What to work on
Collect every line of the records below that contains the word "Find".

══════

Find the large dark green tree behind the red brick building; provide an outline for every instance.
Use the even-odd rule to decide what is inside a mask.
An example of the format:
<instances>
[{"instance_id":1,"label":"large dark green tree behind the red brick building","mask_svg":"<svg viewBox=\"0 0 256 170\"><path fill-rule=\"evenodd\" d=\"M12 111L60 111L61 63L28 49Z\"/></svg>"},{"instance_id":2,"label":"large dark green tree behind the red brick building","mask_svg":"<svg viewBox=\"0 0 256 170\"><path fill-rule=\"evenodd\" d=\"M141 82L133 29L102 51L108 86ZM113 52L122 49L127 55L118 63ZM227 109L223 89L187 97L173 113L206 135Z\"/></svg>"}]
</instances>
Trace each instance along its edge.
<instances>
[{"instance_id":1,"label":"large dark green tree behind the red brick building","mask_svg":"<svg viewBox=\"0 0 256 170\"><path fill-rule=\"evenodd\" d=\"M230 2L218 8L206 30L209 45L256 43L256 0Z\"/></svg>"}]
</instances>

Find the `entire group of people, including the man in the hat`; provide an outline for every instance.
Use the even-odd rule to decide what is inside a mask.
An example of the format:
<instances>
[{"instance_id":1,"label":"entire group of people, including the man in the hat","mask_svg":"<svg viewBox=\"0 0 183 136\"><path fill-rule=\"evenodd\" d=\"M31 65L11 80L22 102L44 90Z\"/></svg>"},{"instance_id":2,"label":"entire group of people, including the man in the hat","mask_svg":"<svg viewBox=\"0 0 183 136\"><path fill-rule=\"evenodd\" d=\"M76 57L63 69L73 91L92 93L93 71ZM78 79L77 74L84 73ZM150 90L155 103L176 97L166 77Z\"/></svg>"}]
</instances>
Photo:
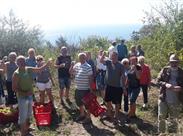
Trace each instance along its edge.
<instances>
[{"instance_id":1,"label":"entire group of people, including the man in the hat","mask_svg":"<svg viewBox=\"0 0 183 136\"><path fill-rule=\"evenodd\" d=\"M144 51L141 45L131 46L128 51L125 41L120 44L113 41L108 49L108 54L100 50L96 61L92 59L91 52L80 52L78 62L72 61L67 47L63 46L57 57L54 67L58 70L58 83L60 103L69 98L71 79L74 77L75 102L79 107L80 115L76 121L90 123L90 112L84 106L82 99L91 92L93 83L103 99L102 104L107 107L106 117L114 123L120 122L119 112L124 96L124 113L127 115L126 122L136 118L136 100L143 92L143 108L148 107L148 87L151 83L150 67L145 64ZM158 102L158 130L165 132L168 115L173 128L177 126L177 117L180 109L178 94L183 87L183 71L178 67L179 59L172 54L169 59L170 65L163 68L158 76L157 83L160 85L160 99ZM7 104L18 102L19 124L21 135L26 135L30 126L32 115L32 102L34 99L34 85L40 92L40 102L45 102L45 93L49 101L54 103L52 96L52 79L49 66L52 60L45 62L42 55L36 56L35 50L28 50L28 57L18 56L15 52L8 55L8 60L1 60L0 64L0 98L4 97L3 74L5 74ZM113 107L114 105L114 107ZM114 110L114 114L113 111ZM176 114L174 114L176 112Z\"/></svg>"}]
</instances>

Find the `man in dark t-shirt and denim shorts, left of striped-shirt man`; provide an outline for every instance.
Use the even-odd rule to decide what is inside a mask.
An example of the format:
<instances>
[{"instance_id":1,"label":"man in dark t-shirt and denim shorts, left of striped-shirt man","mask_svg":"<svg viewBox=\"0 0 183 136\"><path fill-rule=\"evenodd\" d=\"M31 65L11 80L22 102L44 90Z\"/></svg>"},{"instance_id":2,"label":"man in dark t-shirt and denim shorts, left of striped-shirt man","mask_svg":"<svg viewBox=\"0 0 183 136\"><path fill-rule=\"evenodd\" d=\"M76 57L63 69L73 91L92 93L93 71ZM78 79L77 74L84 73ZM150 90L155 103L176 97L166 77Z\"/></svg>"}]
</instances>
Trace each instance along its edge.
<instances>
[{"instance_id":1,"label":"man in dark t-shirt and denim shorts, left of striped-shirt man","mask_svg":"<svg viewBox=\"0 0 183 136\"><path fill-rule=\"evenodd\" d=\"M63 46L60 50L60 56L57 57L55 63L55 67L58 69L61 103L64 97L64 88L66 88L65 90L66 101L70 102L69 100L69 90L71 84L70 73L69 73L70 66L71 66L71 56L67 55L67 47Z\"/></svg>"}]
</instances>

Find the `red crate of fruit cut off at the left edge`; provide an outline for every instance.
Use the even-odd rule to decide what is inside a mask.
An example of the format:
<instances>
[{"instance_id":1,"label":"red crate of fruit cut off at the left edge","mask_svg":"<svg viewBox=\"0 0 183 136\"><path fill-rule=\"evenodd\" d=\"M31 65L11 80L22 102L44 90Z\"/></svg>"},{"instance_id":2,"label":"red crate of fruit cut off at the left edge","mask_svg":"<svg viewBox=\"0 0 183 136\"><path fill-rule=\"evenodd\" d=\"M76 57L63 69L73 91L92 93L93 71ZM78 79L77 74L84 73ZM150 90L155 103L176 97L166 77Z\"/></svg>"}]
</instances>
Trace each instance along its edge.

══════

Answer section
Find the large dark green tree behind the red brick building; provide an outline for every instance.
Find the `entire group of people, including the man in the hat`; provide an outline for every instance.
Find the `man in dark t-shirt and denim shorts, left of striped-shirt man`; provide an outline for every instance.
Find the `red crate of fruit cut off at the left edge`; provide an outline for every instance.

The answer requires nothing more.